[START]

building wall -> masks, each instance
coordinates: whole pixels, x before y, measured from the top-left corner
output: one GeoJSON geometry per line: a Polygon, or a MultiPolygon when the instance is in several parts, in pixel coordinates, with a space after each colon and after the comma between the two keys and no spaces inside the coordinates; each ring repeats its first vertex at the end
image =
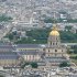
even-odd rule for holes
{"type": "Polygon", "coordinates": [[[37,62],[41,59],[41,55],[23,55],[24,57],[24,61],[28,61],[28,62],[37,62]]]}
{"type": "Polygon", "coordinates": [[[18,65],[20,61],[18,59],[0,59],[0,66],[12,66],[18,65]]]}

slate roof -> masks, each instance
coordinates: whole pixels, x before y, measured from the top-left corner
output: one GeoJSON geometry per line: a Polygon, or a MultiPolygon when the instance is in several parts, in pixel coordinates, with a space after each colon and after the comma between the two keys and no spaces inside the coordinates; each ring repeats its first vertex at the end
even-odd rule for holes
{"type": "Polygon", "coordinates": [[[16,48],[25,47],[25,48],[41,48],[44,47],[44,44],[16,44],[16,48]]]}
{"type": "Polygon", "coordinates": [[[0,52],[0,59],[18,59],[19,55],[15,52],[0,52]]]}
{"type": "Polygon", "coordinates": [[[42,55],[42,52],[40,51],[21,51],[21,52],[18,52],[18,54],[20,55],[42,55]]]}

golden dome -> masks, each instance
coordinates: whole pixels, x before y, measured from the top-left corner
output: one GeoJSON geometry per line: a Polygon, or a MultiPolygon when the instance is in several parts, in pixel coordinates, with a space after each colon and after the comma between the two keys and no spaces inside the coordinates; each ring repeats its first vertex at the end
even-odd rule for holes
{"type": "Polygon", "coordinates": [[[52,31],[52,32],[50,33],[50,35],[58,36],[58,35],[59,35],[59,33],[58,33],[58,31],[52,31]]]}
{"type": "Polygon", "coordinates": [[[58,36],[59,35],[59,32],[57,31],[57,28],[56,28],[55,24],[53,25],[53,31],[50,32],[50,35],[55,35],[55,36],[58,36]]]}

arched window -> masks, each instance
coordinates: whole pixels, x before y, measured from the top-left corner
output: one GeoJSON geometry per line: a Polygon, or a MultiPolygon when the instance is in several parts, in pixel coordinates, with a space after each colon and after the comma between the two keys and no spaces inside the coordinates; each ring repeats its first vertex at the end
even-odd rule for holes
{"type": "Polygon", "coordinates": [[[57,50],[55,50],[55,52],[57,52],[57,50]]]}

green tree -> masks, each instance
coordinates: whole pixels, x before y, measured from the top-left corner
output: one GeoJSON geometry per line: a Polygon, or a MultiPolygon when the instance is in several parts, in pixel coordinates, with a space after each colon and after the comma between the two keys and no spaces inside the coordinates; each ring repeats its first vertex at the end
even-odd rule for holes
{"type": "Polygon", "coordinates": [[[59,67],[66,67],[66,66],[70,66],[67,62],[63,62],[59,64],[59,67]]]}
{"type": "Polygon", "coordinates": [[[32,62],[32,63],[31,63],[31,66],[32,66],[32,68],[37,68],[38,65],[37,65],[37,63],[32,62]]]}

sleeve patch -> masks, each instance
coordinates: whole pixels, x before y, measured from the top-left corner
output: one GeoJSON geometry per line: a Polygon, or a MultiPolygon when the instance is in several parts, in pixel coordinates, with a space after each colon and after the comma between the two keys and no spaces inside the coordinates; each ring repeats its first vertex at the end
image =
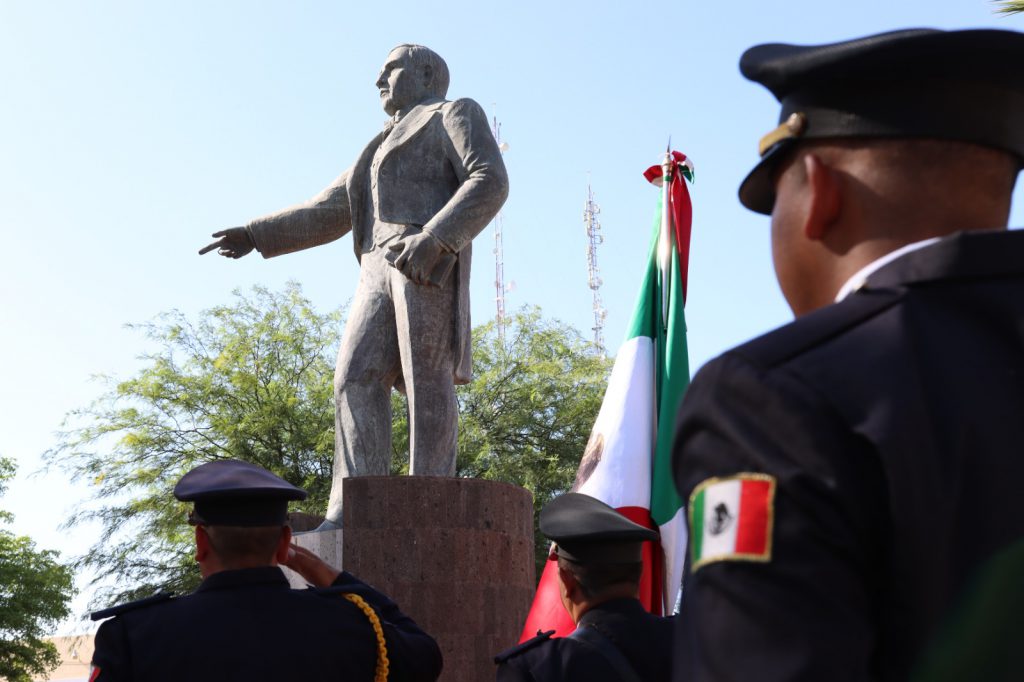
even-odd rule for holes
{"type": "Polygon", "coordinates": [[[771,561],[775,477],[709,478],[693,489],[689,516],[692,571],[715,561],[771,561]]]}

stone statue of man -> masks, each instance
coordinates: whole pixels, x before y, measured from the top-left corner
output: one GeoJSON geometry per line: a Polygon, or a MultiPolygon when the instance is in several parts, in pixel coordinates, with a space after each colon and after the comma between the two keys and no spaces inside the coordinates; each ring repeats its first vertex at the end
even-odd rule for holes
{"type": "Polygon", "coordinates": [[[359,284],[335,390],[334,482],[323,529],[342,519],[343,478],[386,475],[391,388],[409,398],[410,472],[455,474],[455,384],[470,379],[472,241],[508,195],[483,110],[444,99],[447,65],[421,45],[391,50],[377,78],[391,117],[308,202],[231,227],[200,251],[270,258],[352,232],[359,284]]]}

[END]

* **JOB**
Please arrange as a JSON list of strings the lines beginning with the one that contains "stone statue of man -> masks, each instance" and going on through the end of the rows, one string per line, with blank lines omitted.

* **CORRECT RESPONSE**
[
  "stone statue of man -> masks, each instance",
  "coordinates: whole pixels, x before y, measured from the top-left corner",
  "output: one GeoJSON geometry per line: a Polygon, or a MultiPolygon when the instance is in several parts, in pixel coordinates, with a space after each colon and after the comma between the two keys and no spaces inside the coordinates; each ring repeats its first vertex at the end",
  "even-odd rule for holes",
  "{\"type\": \"Polygon\", \"coordinates\": [[[359,284],[335,390],[334,482],[323,529],[342,519],[343,478],[386,475],[391,388],[409,398],[410,472],[455,474],[455,384],[470,379],[472,241],[508,195],[483,110],[444,99],[447,65],[421,45],[391,50],[377,78],[391,117],[308,202],[231,227],[200,251],[270,258],[352,232],[359,284]]]}"
]